Point labeling lines:
□ □ □ □ □ □ □
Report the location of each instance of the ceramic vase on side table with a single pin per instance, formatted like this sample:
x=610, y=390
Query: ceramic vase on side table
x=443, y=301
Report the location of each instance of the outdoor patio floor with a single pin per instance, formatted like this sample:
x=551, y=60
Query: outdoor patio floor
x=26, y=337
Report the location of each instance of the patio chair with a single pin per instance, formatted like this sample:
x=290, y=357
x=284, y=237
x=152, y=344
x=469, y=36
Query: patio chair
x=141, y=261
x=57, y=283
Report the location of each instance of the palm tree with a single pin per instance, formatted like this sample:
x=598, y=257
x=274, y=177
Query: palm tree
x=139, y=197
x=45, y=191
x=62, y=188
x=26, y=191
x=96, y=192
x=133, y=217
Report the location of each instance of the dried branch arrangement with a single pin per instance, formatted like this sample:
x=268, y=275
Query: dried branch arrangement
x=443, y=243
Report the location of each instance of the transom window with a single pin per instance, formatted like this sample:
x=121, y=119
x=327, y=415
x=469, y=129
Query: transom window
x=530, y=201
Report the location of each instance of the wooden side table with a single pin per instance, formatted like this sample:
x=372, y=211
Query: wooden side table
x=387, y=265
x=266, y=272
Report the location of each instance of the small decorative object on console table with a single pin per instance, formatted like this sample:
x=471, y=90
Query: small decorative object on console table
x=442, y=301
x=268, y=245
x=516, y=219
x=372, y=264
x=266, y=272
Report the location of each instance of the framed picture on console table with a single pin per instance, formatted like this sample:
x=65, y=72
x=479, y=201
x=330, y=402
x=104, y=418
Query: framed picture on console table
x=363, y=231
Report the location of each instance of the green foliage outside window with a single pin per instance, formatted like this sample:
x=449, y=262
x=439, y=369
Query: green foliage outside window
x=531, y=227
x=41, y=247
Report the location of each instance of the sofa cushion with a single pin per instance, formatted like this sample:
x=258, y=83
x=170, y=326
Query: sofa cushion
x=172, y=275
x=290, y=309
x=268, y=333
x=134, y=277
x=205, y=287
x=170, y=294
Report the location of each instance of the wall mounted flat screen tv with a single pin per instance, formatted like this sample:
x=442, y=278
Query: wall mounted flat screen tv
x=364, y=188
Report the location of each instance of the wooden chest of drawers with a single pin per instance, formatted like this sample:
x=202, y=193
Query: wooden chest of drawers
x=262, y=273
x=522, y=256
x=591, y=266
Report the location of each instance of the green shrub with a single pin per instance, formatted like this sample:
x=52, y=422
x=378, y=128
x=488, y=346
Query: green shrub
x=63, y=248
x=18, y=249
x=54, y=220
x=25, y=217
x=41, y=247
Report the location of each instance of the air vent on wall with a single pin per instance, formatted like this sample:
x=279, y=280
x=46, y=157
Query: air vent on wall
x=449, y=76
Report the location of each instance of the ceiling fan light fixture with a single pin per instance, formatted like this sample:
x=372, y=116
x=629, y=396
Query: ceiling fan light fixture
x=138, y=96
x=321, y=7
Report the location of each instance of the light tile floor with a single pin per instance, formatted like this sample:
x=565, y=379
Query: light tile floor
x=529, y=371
□ □ □ □ □ □ □
PROBLEM REQUIREMENTS: Can you turn the lines starting at the one that contains "Report the location of each instance of the wooden side" and stopping after the one that contains "x=363, y=231" into a JSON list of strings, with one string per line and blank lines left out?

SOLVED PROBLEM:
[
  "Report the location of each instance of the wooden side table with a single pin per instance, formatted like this sample:",
  "x=372, y=211",
  "Query: wooden side table",
  "x=387, y=265",
  "x=266, y=272",
  "Report the location of each instance of the small decorative object on console table with a single pin per instance, formatted like this sample:",
  "x=471, y=90",
  "Query: small decorative object on console table",
  "x=442, y=301",
  "x=268, y=245",
  "x=516, y=219",
  "x=372, y=264",
  "x=266, y=272",
  "Report the location of each instance of the framed picture on console table with a single pin per instance, formatted like this sample:",
  "x=65, y=72",
  "x=479, y=201",
  "x=330, y=402",
  "x=104, y=418",
  "Query: framed picture on console table",
  "x=363, y=231"
]